→ EXERCISE DETAILS
Produce an exact copy of the lines from the line containing "The component shall return one point per instance of the tree" through the last line of the listing below, both ends included, and nothing else.

→ ITEMS
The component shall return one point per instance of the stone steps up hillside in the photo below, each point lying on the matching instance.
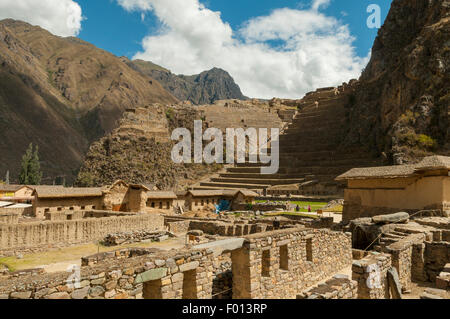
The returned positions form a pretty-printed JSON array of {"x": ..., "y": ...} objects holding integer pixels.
[{"x": 310, "y": 151}]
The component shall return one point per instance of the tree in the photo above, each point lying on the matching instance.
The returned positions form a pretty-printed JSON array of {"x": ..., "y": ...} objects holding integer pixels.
[{"x": 30, "y": 173}]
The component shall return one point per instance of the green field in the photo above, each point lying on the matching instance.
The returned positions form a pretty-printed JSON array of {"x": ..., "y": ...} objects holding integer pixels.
[{"x": 315, "y": 206}]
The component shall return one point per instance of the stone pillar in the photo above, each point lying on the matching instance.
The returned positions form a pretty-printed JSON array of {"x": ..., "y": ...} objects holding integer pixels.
[
  {"x": 371, "y": 276},
  {"x": 240, "y": 265}
]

→ EXERCISE RESPONSE
The component shall return one point per instance of the tree in the photo above, each point lying on the matching instance.
The returned positions form a pretty-printed JSON array of {"x": ..., "y": ...} objects holding integer pixels.
[{"x": 30, "y": 173}]
The component shall return one point per instance of the green field in the photo above, each point lying on the matching instance.
The returned positions form a pretty-printed JSON array of {"x": ..., "y": ...} objects holding integer pixels.
[{"x": 315, "y": 206}]
The component shall return one point per instance of the stone pillar in the photo above, each point lying on the matching instance.
The returned positions form a pretty-printed JSON array of {"x": ..., "y": ...} objects holding integer pixels.
[
  {"x": 371, "y": 276},
  {"x": 240, "y": 265}
]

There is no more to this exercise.